══ TEXTE À LIRE

13 mai 1970
R. m'avait demandé de dire ce que nous entendons par religion...
(Mère tend une lettre)
Douce Mère, la notion de religion est le plus souvent liée à celle de la recherche de Dieu. Est-ce seulement dans cette perspective qu'il faut la comprendre? N'y a-t-il pas en effet, aujourd'hui, d'autres formes de religion?
J'ai écrit quelque chose avant d'avoir cette question. C'est venu en anglais:
(Mère tend une note) (traduction)
Nous appelons «religion» toute conception du monde ou de l'univers qui se présente comme la Vérité exclusive en laquelle on doit avoir une foi absolue, généralement parce que cette Vérité est censée être le résultat d'une révélation.
La plupart des religions affirment l'existence d'un Dieu et les règles à suivre pour Lui obéir, mais il y a aussi des religions sans Dieu, telles les organisations socio-politiques qui, au nom d'un Idéal ou de l'État, réclament le même droit à l'obéissance.

 

Le droit de l'homme est de poursuivre librement la Vérité et de s'en approcher librement par ses propres voies. Mais chacun doit savoir que sa découverte est bonne pour lui seulement et qu'elle ne doit pas être imposée aux autres.
Et puis ça:
À Auroville, rien n'appartient à personne en particulier. Tout est une propriété collective.
Je parle avec difficulté1... Tu n'avais rien à demander?

════

• **LISTE DES TÂCHES**
1 > D'après le texte sur la religion, quelles organisations sont données comme exemples de religions sans Dieu ?
2 > Recopiez fidèlement le passage du texte sur la religion qui va de « Le droit de » jusqu'à « imposée aux autres. ».
Ce matériel n'est pas nécessaire.

══ CONTENU DES DONNÉES

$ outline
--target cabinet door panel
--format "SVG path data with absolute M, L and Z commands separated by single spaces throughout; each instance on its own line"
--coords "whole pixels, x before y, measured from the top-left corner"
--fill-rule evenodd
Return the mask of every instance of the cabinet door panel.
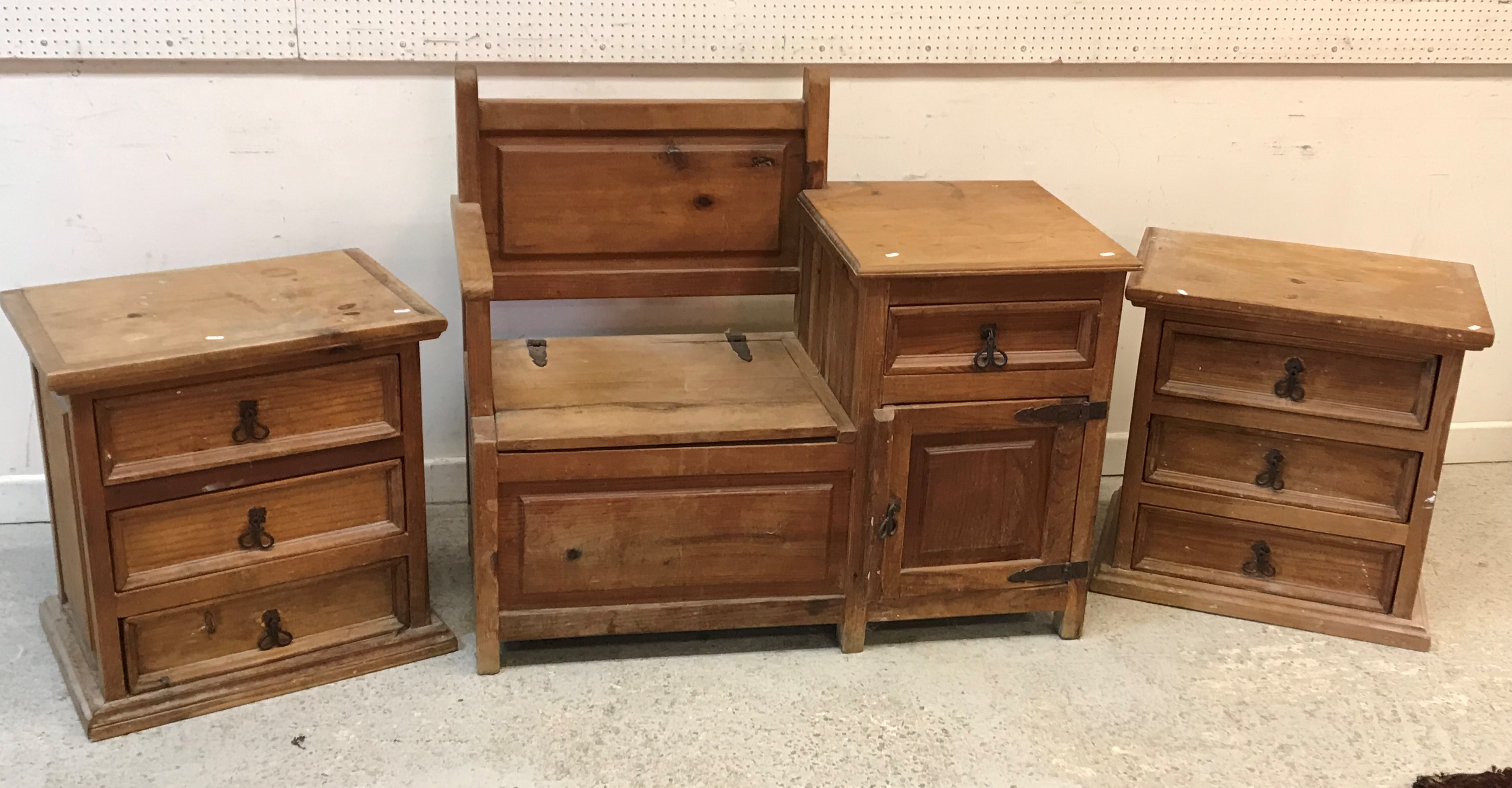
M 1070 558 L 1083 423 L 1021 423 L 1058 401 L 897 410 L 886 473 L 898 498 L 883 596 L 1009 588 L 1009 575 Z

════
══ CONTENU DES DONNÉES

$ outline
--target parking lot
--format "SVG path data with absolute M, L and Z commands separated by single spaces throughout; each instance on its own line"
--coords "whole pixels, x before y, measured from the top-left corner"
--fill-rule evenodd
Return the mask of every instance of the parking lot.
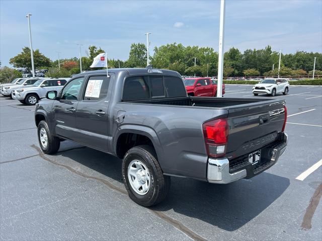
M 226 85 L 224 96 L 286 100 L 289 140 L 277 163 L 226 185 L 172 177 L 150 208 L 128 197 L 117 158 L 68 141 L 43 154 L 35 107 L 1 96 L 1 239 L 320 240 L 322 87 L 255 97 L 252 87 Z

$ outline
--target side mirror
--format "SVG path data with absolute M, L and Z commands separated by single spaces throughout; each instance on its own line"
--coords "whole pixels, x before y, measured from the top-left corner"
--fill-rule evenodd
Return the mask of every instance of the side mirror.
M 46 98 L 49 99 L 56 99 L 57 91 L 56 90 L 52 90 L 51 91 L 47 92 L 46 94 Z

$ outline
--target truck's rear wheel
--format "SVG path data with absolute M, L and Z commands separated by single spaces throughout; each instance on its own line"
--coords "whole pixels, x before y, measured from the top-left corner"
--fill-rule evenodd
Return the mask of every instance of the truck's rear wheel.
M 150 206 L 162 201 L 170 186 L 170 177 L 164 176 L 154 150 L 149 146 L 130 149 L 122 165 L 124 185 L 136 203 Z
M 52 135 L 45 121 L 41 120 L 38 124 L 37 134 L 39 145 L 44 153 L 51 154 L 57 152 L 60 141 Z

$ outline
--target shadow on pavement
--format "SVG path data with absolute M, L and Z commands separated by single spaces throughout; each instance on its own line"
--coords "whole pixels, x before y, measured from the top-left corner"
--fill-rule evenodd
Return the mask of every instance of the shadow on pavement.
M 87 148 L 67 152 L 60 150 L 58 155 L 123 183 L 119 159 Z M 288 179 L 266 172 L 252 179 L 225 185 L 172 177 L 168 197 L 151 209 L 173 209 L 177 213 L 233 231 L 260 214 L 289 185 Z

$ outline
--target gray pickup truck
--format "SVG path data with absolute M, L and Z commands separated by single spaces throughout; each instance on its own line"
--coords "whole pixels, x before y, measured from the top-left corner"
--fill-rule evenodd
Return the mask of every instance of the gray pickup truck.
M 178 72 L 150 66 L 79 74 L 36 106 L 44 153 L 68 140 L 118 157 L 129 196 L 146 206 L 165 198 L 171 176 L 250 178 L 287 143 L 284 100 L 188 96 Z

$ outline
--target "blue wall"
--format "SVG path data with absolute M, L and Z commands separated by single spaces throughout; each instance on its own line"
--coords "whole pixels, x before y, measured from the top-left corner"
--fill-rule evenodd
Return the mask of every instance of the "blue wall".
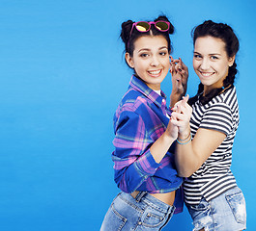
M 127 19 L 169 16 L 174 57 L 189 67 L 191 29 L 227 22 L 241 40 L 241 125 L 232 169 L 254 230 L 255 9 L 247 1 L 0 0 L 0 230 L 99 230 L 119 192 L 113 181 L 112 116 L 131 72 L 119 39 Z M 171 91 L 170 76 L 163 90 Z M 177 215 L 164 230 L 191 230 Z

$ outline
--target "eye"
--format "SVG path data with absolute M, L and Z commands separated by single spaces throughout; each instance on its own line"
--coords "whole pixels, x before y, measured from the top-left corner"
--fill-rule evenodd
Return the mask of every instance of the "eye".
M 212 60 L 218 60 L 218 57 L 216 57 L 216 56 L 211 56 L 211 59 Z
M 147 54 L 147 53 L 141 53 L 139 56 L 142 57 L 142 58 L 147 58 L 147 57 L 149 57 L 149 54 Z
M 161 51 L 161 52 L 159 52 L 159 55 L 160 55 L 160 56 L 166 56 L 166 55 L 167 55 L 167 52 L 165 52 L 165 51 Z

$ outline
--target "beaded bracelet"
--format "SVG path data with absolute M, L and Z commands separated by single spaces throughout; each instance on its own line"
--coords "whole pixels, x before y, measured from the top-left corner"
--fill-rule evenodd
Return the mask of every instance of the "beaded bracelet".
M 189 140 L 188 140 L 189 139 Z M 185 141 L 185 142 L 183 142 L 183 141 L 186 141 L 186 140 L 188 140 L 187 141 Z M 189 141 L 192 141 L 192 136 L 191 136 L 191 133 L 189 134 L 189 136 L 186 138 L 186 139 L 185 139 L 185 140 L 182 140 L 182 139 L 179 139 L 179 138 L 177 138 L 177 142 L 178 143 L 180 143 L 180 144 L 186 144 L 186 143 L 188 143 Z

════

• **RÉPONSES AUX TÂCHES**
1 > Les organisations socio-politiques qui, au nom d'un Idéal ou de l'État, réclament le même droit à l'obéissance.

2 >
Le droit de l'homme est de poursuivre librement la Vérité et de s'en approcher librement par ses propres voies. Mais chacun doit savoir que sa découverte est bonne pour lui seulement et qu'elle ne doit pas être imposée aux autres.